▶ Given text:
— BEGIN —
Changes

15,848 bytes added , 12:24, 29 August 2010

Please correct and extend!

=Overview=

In comparison with other scripting languages the bare Lua string library
lacks some very useful “features”.
But before a texnician reimplements all the goodies that E knows from Eir
favorite language, E should first have a look at the helper functions that
ConTeXt already provides.
The following section briefly introduces these extensions with regard to
string manipulation.

The function name and its arguments are given as heading, the content is split
into, first, an example and, second, a short description of what the function
does and its peculiarities if applicable.
The examples are so designed that they should work when copy-pasted into an
empty Lua file and processed with context.

=l-string.lua=

==string.esc(string)==

<pre>
print(string.esc([[^([\"\'])(.*)%1$","%2]]))
</pre>

Returns <tt>string</tt> with all occurrences of
<tt>%</tt>,
<tt>.</tt>,
<tt>+</tt>,
<tt>-</tt>,
<tt>*</tt>,
<tt>^</tt>,
<tt>$</tt>,
<tt>[</tt>,
<tt>]</tt>,
<tt>(</tt>,
<tt>)</tt>,
<tt>{</tt>, and
<tt>}</tt>
escaped with the percent symbol.
Cf. [[#string.escapedpattern.28string.29_.7C_string.partialescapedpattern.28string.29|string.escapedpattern]].

==string.unquote(string)==

<pre>
print(string.unquote[["Do you see any quotes around here?"]])
— END —
▶ Given entries:
— BEGIN —
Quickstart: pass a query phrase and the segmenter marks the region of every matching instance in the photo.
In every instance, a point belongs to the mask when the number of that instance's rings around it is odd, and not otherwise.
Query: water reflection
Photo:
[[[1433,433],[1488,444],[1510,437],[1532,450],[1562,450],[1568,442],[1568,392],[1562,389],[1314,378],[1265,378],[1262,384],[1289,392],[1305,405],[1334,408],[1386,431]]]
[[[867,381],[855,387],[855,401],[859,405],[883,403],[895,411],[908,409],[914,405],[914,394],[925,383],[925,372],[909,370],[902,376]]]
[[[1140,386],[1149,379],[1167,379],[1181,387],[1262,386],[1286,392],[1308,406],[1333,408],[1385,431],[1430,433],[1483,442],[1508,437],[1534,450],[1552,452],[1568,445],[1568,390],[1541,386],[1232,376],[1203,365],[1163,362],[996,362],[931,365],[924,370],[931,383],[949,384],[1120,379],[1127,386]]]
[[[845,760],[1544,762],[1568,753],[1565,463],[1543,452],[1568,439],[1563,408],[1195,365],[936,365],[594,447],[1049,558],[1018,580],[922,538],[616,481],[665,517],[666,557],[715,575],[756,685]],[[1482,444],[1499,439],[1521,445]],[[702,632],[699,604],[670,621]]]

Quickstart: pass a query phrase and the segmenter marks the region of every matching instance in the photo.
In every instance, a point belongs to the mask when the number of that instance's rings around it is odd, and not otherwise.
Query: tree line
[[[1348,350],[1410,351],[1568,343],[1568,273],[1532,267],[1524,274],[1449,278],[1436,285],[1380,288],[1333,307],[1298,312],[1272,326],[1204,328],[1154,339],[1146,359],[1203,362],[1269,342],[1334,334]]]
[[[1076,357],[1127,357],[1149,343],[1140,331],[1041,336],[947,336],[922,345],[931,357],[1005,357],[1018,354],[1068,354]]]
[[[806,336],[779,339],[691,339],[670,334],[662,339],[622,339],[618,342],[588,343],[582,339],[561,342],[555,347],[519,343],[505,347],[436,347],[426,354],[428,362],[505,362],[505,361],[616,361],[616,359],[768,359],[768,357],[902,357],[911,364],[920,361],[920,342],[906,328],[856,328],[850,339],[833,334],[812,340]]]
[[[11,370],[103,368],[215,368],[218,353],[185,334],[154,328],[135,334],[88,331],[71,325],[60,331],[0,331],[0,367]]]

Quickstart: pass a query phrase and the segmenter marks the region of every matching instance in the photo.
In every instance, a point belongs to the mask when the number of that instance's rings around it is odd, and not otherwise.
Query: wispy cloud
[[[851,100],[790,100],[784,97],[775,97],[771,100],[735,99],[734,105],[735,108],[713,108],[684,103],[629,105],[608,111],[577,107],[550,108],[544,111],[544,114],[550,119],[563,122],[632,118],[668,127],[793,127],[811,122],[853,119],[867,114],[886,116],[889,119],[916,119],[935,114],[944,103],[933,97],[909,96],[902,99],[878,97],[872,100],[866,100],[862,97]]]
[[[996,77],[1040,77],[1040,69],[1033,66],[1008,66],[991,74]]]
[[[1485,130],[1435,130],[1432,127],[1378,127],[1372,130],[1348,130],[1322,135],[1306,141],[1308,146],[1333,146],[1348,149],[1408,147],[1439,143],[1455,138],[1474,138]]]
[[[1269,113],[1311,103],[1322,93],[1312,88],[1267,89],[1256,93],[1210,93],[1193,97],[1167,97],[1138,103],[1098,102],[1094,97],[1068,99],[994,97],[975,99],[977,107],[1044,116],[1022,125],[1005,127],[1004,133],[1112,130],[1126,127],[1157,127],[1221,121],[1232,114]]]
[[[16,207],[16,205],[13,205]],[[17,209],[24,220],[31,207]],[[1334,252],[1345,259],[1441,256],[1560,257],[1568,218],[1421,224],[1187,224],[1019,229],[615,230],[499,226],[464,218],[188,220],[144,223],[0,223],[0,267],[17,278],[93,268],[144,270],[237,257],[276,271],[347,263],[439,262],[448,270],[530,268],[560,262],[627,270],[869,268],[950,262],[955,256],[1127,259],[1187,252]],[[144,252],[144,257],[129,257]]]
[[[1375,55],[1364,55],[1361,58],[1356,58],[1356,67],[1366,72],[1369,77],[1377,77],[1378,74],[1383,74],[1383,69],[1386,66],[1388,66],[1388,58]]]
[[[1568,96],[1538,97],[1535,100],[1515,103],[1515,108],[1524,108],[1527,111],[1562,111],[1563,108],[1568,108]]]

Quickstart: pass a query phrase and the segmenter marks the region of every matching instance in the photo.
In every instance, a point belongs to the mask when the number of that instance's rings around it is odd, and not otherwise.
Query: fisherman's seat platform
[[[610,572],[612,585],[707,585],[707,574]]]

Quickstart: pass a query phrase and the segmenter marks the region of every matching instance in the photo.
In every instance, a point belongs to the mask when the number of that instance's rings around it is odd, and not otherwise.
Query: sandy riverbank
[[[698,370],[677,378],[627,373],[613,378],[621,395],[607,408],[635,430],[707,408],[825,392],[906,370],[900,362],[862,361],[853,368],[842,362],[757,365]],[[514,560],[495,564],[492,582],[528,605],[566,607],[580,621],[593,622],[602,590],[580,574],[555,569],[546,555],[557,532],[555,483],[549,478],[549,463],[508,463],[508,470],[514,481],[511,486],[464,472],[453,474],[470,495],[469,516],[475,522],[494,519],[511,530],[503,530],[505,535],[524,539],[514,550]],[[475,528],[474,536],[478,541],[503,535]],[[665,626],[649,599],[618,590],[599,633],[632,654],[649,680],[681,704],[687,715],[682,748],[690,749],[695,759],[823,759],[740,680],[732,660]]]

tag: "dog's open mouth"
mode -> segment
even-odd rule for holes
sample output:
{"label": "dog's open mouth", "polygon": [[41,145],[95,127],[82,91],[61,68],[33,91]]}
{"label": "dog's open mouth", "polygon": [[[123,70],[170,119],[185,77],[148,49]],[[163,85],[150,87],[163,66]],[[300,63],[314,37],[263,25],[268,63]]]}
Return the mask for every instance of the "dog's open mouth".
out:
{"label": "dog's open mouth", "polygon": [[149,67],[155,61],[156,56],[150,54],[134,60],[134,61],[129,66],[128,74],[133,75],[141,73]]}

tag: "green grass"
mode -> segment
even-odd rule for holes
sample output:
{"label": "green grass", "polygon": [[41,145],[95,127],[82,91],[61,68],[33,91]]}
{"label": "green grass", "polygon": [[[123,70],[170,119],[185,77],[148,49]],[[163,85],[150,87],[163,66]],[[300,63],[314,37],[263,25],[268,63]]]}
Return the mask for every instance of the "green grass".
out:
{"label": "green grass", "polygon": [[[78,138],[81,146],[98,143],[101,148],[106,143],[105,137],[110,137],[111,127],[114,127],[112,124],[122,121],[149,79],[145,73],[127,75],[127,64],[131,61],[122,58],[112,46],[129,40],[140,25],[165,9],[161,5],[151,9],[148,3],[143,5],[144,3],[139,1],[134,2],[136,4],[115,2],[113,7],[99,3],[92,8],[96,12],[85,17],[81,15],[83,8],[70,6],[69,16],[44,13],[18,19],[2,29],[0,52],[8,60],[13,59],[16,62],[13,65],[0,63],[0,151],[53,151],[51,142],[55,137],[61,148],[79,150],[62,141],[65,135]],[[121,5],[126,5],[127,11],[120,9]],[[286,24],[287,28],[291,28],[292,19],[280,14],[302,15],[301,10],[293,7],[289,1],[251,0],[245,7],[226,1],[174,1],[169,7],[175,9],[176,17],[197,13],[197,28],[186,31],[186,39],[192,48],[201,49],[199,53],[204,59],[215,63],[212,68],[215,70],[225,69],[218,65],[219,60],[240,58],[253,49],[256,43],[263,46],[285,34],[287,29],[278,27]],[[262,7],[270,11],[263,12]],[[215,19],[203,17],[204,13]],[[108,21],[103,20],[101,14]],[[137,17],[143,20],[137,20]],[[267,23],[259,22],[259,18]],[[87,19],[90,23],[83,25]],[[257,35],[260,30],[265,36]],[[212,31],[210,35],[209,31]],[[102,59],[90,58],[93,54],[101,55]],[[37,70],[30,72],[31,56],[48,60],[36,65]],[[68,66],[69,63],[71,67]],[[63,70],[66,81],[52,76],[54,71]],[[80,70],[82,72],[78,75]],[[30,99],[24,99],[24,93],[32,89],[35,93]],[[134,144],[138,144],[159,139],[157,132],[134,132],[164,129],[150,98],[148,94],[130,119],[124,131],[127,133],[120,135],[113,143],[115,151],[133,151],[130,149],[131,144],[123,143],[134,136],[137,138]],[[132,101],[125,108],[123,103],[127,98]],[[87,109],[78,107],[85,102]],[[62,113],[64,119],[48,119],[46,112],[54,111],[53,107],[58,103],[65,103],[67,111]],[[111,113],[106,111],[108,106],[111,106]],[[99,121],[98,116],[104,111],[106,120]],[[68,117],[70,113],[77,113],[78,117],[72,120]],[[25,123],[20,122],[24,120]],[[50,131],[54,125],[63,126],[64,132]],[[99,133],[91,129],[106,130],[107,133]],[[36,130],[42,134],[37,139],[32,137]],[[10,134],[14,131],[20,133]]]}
— END —
— BEGIN —
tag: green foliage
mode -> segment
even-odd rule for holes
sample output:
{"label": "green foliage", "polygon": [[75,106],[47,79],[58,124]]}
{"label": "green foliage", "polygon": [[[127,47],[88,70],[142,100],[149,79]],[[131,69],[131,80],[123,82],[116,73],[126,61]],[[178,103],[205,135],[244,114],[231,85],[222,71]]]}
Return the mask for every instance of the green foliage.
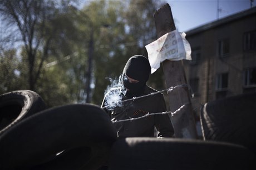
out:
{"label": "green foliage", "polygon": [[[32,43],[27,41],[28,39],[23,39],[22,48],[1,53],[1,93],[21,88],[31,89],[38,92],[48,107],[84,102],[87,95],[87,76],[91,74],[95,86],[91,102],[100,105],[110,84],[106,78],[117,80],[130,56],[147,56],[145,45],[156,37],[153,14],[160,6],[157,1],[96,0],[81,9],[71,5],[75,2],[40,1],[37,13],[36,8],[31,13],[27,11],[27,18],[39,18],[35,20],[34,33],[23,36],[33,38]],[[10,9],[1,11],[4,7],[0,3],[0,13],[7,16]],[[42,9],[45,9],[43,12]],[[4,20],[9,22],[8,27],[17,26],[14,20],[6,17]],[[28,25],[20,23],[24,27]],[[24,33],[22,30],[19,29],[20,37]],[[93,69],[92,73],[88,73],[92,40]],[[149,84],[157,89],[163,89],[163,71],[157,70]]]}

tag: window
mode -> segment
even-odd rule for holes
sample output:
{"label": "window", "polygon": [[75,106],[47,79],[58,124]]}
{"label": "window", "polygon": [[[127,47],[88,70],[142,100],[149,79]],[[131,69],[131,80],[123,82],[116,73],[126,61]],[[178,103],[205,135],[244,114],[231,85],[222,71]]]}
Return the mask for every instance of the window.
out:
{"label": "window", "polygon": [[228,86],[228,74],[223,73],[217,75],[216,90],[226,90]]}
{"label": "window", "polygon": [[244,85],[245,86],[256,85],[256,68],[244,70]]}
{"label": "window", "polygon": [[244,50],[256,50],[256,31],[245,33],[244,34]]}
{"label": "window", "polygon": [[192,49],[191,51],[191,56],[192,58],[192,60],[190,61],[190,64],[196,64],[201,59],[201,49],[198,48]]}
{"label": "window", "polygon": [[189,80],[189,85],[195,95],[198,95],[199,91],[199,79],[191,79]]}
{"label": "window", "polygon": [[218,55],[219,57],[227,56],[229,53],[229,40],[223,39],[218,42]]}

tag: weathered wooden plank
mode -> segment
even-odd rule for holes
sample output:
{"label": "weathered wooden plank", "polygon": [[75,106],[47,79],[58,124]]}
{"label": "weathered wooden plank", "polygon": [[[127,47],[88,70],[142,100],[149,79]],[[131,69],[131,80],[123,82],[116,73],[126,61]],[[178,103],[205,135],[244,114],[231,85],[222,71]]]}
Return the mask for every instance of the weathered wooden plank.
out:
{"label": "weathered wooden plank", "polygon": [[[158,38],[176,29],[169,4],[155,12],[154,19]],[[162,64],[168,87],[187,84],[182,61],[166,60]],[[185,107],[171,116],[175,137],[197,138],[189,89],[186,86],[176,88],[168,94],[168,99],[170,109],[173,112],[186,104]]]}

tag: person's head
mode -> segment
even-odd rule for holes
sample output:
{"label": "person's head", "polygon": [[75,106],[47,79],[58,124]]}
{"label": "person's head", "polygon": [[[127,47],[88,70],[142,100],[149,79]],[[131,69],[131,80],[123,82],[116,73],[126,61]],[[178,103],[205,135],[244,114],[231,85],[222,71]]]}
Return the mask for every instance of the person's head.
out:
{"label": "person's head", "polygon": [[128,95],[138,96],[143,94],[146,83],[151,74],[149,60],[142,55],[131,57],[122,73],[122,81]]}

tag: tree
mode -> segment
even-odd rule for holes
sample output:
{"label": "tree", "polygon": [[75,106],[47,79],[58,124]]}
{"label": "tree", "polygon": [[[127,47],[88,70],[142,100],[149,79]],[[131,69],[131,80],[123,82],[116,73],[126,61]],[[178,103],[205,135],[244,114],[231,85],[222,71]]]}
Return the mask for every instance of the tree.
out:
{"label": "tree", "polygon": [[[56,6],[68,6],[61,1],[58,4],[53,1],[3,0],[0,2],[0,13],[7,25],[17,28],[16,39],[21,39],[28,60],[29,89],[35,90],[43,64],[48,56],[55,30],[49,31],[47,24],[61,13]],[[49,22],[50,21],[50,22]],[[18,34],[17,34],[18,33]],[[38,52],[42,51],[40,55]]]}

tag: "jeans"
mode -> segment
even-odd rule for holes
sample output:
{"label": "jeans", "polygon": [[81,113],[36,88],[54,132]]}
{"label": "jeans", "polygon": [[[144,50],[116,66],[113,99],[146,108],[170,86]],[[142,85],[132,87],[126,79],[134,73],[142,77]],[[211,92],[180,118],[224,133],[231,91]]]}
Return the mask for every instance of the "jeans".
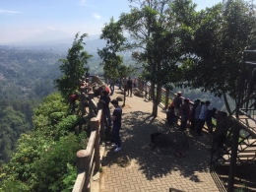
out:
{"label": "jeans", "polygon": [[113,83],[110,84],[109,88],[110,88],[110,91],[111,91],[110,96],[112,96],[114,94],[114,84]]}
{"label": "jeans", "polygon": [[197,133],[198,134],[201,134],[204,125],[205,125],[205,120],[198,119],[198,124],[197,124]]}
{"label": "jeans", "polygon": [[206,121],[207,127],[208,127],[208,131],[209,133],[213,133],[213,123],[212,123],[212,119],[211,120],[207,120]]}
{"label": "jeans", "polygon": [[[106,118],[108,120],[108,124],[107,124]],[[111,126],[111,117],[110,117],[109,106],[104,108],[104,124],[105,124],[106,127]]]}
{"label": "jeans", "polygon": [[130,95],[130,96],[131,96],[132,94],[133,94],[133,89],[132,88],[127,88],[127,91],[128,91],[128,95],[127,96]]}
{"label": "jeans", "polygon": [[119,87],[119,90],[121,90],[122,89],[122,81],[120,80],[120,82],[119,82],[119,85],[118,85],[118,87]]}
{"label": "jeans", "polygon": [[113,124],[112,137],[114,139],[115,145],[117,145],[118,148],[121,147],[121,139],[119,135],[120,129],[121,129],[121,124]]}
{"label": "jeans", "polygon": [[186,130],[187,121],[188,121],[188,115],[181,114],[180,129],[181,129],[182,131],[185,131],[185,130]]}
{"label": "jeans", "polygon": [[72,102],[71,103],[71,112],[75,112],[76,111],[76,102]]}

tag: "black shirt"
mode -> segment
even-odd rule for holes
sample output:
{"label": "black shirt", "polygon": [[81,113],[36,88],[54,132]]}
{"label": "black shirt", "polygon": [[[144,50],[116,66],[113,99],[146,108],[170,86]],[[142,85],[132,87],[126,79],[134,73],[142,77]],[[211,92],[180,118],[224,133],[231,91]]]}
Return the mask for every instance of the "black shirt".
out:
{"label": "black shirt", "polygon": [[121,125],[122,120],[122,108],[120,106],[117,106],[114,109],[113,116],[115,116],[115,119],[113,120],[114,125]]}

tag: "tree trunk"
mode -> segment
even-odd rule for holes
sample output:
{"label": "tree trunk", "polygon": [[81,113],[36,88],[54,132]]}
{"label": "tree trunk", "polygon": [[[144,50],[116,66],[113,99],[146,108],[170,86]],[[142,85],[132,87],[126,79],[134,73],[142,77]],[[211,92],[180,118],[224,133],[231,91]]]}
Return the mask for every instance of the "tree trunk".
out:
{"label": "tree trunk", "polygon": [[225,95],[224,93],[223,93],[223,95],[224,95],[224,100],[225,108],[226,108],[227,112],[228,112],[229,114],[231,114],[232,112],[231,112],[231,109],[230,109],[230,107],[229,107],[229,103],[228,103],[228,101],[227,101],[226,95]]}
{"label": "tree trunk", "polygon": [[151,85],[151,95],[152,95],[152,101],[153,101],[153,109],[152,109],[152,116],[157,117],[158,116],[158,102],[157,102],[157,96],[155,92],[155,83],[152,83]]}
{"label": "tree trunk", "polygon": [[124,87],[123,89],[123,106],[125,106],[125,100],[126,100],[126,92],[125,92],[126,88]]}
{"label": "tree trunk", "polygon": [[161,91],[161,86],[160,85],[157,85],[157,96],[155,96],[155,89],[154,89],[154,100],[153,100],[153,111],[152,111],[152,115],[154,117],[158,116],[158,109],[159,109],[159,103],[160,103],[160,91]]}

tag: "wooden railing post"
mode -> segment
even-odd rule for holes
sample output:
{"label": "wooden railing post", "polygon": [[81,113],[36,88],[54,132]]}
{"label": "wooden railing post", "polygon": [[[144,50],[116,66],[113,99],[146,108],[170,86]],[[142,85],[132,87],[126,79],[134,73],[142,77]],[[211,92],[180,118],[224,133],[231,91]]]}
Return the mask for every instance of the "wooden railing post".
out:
— END —
▶ Work to do:
a) In the page on ConTeXt's Lua string helpers, what symbol does string.esc use to escape special characters?
b) Retype the part of the Lua string helpers page starting at "In comparison with" and ending at "peculiarities if applicable.".
c) Write what comes next in the page on ConTeXt's Lua string helpers, picking up from its final line.
The items are unrelated to the page on ConTeXt's Lua string helpers.

▶ Task-by-task results:
a) The percent symbol.

b)
In comparison with other scripting languages the bare Lua string library
lacks some very useful “features”.
But before a texnician reimplements all the goodies that E knows from Eir
favorite language, E should first have a look at the helper functions that
ConTeXt already provides.
The following section briefly introduces these extensions with regard to
string manipulation.

The function name and its arguments are given as heading, the content is split
into, first, an example and, second, a short description of what the function
does and its peculiarities if applicable.

c)
print(string.unquote[['Do you see any quotes around here?']])
print(string.unquote[["Do you see any quotes around here?']]) -- Doesn't match
print(string.unquote[[“Do you see any quotes around here?”]]) -- Doesn't match
</pre>

Returns <tt>string</tt> with surrounding quotes removed iff they are
of the same kind (ascii single/double quote only).

==string.quote(string)==

Equivalent to <tt>string.format("%q", string)</tt>.

==string.count(string, pattern)==

<pre>
print(string.count("How many a's?", "a"))
print(string.count("How many many's?", "many"))
</pre>

Returns the count of matches for <tt>pattern</tt> in <tt>string</tt>.

==string.limit(string, max, [tail])==

<pre>
s = "This string is too long for our purpose."
print(string.limit(s, 15))
print(string.limit(s, 15, " …")) -- "…" seems to be three bytes long.
</pre>

Returns the string capped at position <tt>max</tt> (minus the byte
count of <tt>tail</tt>) with <tt>tail</tt> appended. The optional <tt>tail</tt>
defaults to <tt>"..."</tt>.

==string.strip(string)==

<pre>
print(string.strip([[ I once used to be surrounded by whitespace.
]]))
</pre>

Yields <tt>string</tt> with leading and trailing whitespace (spaces, horizontal
and vertical tabs, newlines) removed.

==string.is_empty(string)==

<pre>
print(string.is_empty([[]]))
print(string.is_empty([[notempty]]))
print(string.is_empty(9))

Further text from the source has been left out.